Copy the records below exactly as they appear.

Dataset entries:
___

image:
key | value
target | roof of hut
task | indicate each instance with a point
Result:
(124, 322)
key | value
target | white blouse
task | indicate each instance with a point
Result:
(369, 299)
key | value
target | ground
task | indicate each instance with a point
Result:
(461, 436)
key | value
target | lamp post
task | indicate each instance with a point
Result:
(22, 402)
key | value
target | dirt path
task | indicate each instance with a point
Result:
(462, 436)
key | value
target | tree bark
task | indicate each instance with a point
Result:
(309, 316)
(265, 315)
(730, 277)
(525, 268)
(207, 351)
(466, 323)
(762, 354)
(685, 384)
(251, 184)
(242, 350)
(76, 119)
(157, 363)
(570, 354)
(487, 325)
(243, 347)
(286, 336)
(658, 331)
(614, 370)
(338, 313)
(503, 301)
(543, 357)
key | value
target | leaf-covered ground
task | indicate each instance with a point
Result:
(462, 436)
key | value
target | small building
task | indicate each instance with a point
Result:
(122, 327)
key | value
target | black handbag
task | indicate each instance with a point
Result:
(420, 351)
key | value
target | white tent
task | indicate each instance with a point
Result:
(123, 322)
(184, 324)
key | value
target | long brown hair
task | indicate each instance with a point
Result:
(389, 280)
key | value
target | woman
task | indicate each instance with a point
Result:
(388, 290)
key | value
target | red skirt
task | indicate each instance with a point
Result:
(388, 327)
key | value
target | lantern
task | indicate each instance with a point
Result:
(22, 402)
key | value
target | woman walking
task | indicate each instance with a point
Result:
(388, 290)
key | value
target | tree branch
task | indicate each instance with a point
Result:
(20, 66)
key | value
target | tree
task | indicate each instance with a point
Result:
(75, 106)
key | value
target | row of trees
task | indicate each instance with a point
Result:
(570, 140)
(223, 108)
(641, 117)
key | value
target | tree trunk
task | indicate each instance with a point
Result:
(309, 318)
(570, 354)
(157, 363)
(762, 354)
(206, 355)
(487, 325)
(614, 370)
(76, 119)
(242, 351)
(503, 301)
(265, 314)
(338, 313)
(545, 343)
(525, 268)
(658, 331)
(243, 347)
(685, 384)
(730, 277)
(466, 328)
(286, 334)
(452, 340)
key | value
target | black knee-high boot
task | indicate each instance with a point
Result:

___

EXPECTED ANSWER:
image:
key | value
target | roof of hut
task | indicate each instance with a point
Result:
(124, 322)
key | value
target | white blouse
task | indicate each instance with a point
Result:
(369, 299)
key | value
target | ground
task | indicate each instance with a point
Result:
(461, 436)
key | value
target | lamp post
task | indicate each instance with a point
Result:
(22, 402)
key | value
target | dirt path
task | indicate each instance with a point
Result:
(462, 436)
key | value
target | tree bark
task | indicate each instance with a point
Result:
(309, 316)
(265, 315)
(730, 277)
(525, 268)
(207, 351)
(466, 323)
(762, 354)
(685, 384)
(251, 184)
(242, 350)
(76, 119)
(157, 363)
(570, 354)
(487, 325)
(243, 347)
(286, 336)
(658, 331)
(614, 370)
(338, 313)
(503, 301)
(543, 357)
key | value
target | leaf-covered ground
task | indicate each instance with a point
Result:
(462, 436)
key | value
target | small building
task | indicate each instance with a point
Result:
(122, 327)
key | value
target | black handbag
task | indicate each instance with a point
Result:
(420, 351)
key | value
target | white tent
task | indicate each instance with a point
Result:
(123, 322)
(184, 324)
key | value
target | long brown hair
task | indicate each instance with a point
Result:
(389, 280)
key | value
target | woman
task | indicate each instance with a point
Result:
(388, 290)
key | value
target | red skirt
task | indicate each instance with a point
Result:
(388, 327)
key | value
target | lantern
task | indicate each instance with a point
Result:
(22, 402)
key | value
target | woman walking
task | indicate each instance with a point
Result:
(388, 290)
key | value
target | tree branch
task | indicate each instance with a point
Result:
(20, 66)
key | value
target | tree
task | indicate each instance with a point
Result:
(75, 106)
key | value
target | row of trees
task | indicate each instance with a point
Result:
(570, 140)
(223, 108)
(641, 117)
key | value
target | tree trunk
task | indicate each instance with a point
Result:
(309, 318)
(570, 354)
(157, 363)
(762, 354)
(206, 355)
(487, 325)
(614, 370)
(76, 119)
(242, 351)
(503, 301)
(265, 314)
(338, 313)
(545, 343)
(525, 268)
(658, 331)
(243, 347)
(685, 384)
(730, 277)
(466, 328)
(286, 334)
(452, 340)
key | value
target | black knee-high boot
task | indicate each instance with a point
Result:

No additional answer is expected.